____ Text passage

The 40% excise tax on high-cost plans, “the Cadillac tax,” will go into effect in 2018. This could affect as many as 38% of large employers and 17% of all American businesses if insufficient action is taken. Private health insurance exchanges will provide an ideal alternative to these legacy high-cost plans. They will give employees new options to manage their health. Accenture expects private exchange enrollment to spike in 2017 as employers look to avoid these looming penalties. Employers’ drive to meet consumer expectations will lead to 40 million members on private exchanges by 2018

Most Providers Like the ACA

Nine out of 10 healthcare providers say that,  once it is fully established, the Affordable Care Act (ACA) will be a step forward in addressing long-term health issues, and 83% say it is good for Americans, according to a survey by Mortenson Construction. However, 86% say the ACA needs major revisions.

Seventy-nine percent of providers say health reform creates significant uncertainty for the healthcare industry. Seventy-four percent predict that it will challenge their organization’s financial condition, and 72% say it already has. The survey also reveals the following:
• In 2013 60% of healthcare providers were optimistic about the future of U.S. health care compared to 85% in 2012.
• Four out of five say the ACA will shift reimbursements to pay for the quality of outcomes.
• 71% say the ACA will improve quality and outcomes, and 65% say it will lower the cost of care
• 95% say that specialized facilities, such as MRI centers, cancer centers, and urgent care centers, will grow in prominence in the next three years.

For more information, visit mortenson.com.

Research Finds Momentum for Health Care Payment Reform

Efforts are well underway to change the way health care providers are compensated. The trend is moving away from fee-for-service toward payment for a bundled set of services, according to research commissioned by the Health Care Incentives Improvement Institute. While some early commercial-sector adopters have abandoned bundled payments, other payers and providers in the public and commercial sectors are making it a part of their permanent reimbursement strategy. Certain challenges plague the carriers’ bundled payment efforts, including a lack of data, leadership, resources, and a lack of engagement in local efforts. For more information, visit www.HCI3.org.

________

**Exercise prompt**
Carry on the health care news text past its final sentence. You won't need the listing that comes next.

____ Provided material

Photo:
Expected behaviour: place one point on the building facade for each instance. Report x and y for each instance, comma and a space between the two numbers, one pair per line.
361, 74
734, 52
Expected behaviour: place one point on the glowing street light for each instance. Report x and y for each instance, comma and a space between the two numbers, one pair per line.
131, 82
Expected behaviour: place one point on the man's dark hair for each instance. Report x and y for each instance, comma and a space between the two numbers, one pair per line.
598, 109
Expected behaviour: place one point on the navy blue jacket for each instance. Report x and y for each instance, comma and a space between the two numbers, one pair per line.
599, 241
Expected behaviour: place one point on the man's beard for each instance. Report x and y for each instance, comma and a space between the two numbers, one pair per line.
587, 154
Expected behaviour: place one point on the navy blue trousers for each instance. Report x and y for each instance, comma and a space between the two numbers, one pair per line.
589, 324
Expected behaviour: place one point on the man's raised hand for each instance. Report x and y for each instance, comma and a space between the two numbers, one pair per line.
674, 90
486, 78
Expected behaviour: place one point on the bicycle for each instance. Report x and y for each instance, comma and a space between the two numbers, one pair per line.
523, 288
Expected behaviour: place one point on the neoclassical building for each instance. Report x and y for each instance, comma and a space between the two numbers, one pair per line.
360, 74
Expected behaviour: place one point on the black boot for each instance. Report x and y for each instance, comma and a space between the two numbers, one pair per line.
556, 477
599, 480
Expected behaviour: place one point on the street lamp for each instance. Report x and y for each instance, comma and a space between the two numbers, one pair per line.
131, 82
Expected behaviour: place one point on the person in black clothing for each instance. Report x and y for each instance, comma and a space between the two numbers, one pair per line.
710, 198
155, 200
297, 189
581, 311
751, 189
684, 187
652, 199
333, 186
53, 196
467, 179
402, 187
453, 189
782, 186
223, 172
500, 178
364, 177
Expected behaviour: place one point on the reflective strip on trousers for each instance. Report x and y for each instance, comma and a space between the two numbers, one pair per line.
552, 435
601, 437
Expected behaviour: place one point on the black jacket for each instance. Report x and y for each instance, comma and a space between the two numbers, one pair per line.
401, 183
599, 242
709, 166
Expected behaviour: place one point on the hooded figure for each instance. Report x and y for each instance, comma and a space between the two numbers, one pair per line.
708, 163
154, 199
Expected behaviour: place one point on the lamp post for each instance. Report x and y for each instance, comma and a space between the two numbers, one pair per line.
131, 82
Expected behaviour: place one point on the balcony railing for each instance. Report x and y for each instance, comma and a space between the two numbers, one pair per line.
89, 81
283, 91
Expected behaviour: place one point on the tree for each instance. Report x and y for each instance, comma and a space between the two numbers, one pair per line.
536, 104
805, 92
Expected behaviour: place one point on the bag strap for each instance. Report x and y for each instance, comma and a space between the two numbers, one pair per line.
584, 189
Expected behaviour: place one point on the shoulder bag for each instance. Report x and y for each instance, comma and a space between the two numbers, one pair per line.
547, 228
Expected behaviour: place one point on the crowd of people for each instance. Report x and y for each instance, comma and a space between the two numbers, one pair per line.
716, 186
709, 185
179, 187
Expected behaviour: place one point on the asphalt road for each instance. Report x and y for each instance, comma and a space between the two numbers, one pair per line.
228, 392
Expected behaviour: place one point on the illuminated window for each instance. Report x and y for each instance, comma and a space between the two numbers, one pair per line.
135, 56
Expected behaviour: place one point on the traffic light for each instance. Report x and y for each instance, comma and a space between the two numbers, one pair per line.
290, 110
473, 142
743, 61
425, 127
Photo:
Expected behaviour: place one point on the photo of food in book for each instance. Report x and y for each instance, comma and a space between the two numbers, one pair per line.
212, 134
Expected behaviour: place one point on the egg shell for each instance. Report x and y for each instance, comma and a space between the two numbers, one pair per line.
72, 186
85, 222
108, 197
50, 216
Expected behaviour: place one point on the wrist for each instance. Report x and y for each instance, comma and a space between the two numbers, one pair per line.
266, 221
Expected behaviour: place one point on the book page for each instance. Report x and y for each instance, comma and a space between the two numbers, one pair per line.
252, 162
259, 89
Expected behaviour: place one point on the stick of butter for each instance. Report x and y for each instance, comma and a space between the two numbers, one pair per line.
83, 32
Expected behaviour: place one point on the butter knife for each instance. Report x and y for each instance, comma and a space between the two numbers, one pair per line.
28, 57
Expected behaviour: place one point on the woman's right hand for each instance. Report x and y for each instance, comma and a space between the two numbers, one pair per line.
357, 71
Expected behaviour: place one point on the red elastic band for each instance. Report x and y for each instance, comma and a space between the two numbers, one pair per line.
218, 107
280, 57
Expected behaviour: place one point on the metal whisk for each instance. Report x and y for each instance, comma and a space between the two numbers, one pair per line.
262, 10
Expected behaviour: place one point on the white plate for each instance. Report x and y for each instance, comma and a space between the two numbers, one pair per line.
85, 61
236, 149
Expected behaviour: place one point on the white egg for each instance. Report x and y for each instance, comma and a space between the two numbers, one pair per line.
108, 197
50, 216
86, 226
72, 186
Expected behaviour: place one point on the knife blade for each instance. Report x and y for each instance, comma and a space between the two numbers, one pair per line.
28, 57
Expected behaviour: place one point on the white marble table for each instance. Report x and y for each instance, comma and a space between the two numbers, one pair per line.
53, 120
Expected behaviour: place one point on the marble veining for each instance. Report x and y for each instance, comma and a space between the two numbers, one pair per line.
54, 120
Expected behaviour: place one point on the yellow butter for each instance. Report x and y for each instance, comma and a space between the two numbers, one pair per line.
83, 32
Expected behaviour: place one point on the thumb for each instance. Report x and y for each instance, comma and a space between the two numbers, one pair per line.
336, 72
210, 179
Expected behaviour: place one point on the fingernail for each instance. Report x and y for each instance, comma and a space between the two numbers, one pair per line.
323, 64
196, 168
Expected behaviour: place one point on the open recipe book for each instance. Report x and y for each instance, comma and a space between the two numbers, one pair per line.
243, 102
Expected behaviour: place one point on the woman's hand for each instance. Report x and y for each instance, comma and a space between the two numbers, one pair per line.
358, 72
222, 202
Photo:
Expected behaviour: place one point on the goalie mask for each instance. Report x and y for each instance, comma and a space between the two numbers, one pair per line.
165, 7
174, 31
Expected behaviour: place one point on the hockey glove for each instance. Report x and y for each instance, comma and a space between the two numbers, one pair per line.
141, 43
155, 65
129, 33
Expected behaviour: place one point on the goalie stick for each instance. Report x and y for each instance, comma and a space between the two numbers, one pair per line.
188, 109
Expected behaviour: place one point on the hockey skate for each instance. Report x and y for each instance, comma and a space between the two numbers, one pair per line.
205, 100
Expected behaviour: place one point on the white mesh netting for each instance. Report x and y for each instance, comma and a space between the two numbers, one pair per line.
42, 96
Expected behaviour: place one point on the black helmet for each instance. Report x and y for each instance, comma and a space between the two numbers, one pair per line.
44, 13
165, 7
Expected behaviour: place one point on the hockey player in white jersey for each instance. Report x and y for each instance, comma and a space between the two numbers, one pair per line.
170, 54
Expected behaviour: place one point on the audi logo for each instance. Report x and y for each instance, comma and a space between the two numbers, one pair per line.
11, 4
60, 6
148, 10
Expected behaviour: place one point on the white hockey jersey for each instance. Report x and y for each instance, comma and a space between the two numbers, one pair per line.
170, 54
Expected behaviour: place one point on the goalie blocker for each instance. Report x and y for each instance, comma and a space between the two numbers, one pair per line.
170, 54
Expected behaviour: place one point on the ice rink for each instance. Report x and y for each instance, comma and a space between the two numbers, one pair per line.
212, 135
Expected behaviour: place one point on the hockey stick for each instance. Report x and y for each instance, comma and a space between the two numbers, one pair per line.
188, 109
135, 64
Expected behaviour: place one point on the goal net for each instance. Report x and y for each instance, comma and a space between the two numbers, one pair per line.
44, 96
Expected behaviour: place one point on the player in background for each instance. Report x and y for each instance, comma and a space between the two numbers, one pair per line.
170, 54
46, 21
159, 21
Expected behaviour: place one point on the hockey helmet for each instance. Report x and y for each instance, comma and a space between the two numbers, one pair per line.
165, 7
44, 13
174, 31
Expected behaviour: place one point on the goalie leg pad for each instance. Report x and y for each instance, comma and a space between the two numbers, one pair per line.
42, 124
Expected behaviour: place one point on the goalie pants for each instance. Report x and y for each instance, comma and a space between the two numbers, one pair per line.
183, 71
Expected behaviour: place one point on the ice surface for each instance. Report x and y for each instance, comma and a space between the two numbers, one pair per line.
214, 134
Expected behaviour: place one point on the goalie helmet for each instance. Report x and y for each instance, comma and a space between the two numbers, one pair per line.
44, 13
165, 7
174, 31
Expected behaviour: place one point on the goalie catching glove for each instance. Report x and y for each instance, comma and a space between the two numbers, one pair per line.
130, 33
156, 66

________
____ Provided material

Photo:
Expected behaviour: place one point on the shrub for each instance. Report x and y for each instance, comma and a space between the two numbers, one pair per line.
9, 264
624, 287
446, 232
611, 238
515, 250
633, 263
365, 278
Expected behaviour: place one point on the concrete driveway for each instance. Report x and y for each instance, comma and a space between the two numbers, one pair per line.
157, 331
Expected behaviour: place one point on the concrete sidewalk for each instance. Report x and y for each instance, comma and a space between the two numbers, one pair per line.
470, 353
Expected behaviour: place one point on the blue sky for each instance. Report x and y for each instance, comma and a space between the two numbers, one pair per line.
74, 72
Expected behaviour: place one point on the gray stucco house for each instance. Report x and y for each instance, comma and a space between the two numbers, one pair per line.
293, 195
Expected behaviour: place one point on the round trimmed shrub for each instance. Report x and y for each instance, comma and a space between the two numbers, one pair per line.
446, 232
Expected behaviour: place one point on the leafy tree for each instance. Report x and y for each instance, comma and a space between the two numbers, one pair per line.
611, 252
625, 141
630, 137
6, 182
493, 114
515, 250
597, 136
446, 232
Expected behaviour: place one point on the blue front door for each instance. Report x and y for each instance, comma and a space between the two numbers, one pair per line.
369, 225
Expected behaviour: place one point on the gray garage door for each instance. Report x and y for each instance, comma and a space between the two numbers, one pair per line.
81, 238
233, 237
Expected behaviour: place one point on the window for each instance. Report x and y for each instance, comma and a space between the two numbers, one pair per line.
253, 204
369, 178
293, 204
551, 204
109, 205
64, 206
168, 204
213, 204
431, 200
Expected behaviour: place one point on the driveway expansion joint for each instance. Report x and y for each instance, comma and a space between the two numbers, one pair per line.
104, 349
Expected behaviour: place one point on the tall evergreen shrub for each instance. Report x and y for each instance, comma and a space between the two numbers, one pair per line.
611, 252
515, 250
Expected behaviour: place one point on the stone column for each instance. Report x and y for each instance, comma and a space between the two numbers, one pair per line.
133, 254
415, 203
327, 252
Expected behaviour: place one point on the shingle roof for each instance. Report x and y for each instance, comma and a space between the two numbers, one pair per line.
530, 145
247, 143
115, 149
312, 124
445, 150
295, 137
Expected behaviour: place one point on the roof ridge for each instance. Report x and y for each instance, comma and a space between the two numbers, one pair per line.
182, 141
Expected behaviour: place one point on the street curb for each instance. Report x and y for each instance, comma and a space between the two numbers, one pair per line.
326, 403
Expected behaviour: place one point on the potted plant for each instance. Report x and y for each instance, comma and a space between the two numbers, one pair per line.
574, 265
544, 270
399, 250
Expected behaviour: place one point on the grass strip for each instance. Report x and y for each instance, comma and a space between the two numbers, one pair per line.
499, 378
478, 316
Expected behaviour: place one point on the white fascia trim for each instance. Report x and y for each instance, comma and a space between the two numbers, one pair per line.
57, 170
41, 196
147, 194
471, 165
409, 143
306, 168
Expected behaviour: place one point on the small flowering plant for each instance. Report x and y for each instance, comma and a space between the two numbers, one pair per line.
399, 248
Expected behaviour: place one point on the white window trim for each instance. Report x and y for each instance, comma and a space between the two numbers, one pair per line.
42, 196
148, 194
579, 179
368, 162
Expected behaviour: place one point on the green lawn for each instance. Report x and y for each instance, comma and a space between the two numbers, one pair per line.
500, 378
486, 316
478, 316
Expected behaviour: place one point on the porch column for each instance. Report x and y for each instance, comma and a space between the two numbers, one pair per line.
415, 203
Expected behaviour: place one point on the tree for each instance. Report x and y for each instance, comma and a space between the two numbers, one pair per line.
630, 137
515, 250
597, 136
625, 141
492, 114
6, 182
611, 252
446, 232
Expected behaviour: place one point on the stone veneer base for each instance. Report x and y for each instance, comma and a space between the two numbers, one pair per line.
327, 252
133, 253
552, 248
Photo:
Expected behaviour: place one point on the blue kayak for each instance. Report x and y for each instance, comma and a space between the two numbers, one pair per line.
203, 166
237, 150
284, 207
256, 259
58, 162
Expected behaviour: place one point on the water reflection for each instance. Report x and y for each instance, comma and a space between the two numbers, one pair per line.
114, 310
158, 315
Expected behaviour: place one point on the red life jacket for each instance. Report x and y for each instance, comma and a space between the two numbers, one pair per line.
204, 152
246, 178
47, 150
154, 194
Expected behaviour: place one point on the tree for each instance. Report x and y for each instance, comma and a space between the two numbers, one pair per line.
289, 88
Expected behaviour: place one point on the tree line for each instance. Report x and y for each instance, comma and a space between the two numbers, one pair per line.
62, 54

________
____ Provided material

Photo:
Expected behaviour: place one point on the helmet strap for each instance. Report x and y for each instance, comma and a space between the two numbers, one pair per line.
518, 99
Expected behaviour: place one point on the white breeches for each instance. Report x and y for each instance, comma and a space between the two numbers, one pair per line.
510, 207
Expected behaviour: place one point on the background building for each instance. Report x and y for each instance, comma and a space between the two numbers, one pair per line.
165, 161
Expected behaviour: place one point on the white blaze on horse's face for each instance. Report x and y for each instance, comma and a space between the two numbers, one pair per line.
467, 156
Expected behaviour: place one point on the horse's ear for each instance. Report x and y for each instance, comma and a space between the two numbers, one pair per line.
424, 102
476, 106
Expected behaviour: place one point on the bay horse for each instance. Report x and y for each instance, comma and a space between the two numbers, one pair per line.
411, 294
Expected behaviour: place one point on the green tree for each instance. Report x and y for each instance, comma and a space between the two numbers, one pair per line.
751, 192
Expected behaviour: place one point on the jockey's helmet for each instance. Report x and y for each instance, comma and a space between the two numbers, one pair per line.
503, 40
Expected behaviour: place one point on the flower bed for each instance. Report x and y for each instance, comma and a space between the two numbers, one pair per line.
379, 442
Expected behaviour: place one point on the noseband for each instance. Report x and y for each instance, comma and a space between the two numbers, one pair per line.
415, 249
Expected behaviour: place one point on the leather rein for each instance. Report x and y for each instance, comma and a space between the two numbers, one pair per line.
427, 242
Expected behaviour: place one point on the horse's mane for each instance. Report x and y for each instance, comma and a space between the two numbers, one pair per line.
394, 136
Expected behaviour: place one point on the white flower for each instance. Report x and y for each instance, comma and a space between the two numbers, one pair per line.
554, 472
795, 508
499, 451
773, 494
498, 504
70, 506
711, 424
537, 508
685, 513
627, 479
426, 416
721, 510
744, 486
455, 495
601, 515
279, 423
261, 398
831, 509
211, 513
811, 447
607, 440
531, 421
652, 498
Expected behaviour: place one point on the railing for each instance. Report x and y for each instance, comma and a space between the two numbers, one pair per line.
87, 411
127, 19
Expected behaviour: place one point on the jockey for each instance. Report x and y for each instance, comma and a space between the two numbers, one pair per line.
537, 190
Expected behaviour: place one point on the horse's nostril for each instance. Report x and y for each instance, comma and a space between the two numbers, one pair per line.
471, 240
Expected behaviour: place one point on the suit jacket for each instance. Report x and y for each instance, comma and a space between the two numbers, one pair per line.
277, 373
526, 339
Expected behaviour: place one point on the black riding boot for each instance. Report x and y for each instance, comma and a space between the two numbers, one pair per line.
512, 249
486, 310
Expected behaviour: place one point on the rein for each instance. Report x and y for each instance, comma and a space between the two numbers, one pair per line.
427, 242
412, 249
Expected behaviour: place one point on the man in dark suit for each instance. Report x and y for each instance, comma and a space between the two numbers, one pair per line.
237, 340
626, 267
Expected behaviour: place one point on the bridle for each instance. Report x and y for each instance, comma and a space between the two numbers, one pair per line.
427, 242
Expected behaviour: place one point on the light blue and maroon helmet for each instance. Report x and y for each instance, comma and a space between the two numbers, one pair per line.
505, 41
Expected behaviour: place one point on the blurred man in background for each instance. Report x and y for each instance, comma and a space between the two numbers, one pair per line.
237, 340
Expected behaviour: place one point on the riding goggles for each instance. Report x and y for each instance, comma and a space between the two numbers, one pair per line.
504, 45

________

**Result below**
Anthem Must Pay Providers More

The California Department of Managed Health Care (DMHC) is requiring Anthem Blue Cross to pay health care providers money owed to them for the underpayment of interest on late paid claims for services dating back to 2007. Anthem must pay claims submitted to the company for services provided July 1, 2007 to April 30, 2011. Anthem must also make changes to its claims payment and provider dispute processes, including improved training and auditing policies and procedures to ensure the appropriate payment of claims. The full settlement agreement can be found here:http://healthhelp.ca.gov/library/reports/news/abcagree.pdf

Providers Warn That Medicare Cuts Will Threaten Radiation Care

Provider organizations submitted commentary to the Centers for Medicare & Medicaid Services (CMS) addressing the drastic effect that reimbursement cuts would have on a variety of radiation services. Dr. Deepak A. Kapoor, president of The Large Urology Group Practice Association (LUGPA) said, “Patients with cancer depend on this state-of-the-art treatment The cuts proposed by CMS will limit patients’ access to advanced radiation services, including intensity-modulated radiation therapy and stereotactic body radiation therapy, which are the preferred modalities for radiation treatments for patients with prostate and head and neck tumors.”

Dr. Michael J. Katin President of the Association of Freestanding Radiation Oncology Centers (AFROC) said, “A cut in reimbursement to freestanding radiation therapy centers and community-based cancer practices this massive would put financial strain on community radiation oncology practices, negatively impacting patient access. These cuts may force community treatment centers to limit services and potentially close, denying Medicare beneficiaries and other patients with cancer access to life-saving cancer treatment – especially underserved and rural populations.”